EXERCISE DETAILS >>
Pull out every line of the entries below that contains the string "tire", matching case exactly.

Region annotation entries
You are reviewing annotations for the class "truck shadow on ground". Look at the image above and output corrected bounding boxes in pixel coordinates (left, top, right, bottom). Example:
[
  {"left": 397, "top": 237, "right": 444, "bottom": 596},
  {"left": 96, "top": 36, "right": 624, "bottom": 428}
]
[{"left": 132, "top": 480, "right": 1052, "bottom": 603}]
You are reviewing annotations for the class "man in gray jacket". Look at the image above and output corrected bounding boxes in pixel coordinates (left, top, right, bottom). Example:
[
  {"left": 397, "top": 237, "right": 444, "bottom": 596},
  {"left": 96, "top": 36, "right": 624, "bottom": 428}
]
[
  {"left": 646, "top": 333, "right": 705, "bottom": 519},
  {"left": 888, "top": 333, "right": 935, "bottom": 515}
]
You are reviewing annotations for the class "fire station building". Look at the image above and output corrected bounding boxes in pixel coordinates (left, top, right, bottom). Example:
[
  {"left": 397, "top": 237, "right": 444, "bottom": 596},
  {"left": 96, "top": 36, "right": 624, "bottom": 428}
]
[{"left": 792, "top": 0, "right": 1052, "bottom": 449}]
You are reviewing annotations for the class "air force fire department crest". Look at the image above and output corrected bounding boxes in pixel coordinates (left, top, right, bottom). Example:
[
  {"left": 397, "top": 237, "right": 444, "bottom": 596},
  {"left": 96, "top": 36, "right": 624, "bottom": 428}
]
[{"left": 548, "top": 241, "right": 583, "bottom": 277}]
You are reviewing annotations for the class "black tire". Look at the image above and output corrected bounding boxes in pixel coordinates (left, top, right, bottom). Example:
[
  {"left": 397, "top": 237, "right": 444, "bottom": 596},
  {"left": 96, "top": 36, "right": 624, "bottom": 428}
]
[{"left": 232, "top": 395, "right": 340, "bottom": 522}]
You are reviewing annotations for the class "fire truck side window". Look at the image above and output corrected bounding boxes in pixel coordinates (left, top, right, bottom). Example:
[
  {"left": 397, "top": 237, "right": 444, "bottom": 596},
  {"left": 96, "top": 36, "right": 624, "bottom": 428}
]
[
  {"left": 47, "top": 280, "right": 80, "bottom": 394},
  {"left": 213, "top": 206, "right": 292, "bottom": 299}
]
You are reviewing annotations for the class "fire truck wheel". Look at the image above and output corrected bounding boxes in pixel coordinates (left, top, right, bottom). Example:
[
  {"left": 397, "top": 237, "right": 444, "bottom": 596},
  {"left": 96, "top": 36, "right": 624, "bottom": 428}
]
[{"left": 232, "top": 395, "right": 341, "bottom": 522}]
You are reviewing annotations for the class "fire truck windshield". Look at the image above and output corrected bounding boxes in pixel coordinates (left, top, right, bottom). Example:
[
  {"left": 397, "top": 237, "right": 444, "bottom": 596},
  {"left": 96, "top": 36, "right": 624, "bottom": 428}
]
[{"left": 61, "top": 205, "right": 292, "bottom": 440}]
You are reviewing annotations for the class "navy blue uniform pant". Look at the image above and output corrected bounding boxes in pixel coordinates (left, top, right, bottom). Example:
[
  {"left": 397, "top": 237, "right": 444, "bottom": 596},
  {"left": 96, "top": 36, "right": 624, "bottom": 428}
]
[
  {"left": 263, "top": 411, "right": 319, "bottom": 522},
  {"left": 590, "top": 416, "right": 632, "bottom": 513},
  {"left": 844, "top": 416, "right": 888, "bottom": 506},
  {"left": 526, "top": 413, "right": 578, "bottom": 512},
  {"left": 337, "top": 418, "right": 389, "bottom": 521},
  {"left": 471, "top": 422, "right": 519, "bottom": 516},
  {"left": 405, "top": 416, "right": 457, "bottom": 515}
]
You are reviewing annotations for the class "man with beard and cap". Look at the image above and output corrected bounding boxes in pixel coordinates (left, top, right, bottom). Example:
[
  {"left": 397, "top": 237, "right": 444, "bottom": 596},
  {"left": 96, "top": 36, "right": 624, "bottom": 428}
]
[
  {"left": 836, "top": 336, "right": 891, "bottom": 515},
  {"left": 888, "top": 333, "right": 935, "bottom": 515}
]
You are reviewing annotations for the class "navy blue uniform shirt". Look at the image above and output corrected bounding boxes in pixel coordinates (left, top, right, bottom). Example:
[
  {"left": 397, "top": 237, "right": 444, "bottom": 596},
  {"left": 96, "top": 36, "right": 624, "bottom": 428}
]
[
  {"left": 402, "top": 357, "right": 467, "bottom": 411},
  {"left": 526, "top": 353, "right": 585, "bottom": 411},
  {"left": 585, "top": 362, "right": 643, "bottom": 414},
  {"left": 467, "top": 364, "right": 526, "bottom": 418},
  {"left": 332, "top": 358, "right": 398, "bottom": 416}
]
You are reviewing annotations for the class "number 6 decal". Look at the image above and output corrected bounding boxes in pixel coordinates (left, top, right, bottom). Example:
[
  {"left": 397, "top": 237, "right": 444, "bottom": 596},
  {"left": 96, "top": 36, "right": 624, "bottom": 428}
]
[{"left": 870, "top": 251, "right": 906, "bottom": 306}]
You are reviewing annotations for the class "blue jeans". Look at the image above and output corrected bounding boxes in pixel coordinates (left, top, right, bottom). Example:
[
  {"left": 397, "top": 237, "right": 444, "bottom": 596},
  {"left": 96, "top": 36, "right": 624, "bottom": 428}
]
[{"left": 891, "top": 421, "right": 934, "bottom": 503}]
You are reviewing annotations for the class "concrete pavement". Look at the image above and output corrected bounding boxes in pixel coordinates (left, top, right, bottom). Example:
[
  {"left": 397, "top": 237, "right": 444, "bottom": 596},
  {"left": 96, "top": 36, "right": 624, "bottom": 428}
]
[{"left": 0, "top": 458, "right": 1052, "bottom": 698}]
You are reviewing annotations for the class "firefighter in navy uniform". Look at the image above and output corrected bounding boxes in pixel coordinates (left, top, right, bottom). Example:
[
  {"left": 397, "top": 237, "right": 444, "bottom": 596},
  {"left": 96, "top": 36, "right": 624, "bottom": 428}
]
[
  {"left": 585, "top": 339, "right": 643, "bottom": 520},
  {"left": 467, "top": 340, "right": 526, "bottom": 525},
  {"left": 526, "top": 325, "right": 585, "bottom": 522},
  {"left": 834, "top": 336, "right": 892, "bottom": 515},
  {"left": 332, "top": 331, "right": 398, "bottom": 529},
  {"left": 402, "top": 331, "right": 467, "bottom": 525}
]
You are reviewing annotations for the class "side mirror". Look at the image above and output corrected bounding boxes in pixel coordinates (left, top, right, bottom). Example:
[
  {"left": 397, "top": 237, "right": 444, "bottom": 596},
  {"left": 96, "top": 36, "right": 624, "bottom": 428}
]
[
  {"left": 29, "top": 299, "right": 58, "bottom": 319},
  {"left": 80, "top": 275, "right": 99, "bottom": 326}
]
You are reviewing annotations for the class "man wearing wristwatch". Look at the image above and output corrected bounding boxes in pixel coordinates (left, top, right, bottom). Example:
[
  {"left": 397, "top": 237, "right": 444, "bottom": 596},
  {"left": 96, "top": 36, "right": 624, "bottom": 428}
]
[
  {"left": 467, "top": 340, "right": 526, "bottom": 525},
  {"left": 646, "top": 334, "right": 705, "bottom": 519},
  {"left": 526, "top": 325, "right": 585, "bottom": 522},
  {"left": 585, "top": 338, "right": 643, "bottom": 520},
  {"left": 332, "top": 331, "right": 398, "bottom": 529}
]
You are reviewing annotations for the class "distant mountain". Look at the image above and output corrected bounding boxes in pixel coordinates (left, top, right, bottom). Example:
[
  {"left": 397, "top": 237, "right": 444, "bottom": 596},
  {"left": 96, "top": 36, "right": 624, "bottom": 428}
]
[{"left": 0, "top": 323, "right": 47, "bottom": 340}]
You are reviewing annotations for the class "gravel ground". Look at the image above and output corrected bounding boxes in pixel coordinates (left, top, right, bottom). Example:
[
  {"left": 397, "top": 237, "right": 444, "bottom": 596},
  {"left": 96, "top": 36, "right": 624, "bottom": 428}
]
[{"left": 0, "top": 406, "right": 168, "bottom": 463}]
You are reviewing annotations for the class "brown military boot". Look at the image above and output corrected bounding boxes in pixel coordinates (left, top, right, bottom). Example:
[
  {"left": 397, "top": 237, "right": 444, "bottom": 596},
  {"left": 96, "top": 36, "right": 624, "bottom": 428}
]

FINISHED TASK >>
You are reviewing annotations for the class "black tire". Look at the image above and output corrected bounding boxes in pixel coordinates (left, top, right, bottom). Example:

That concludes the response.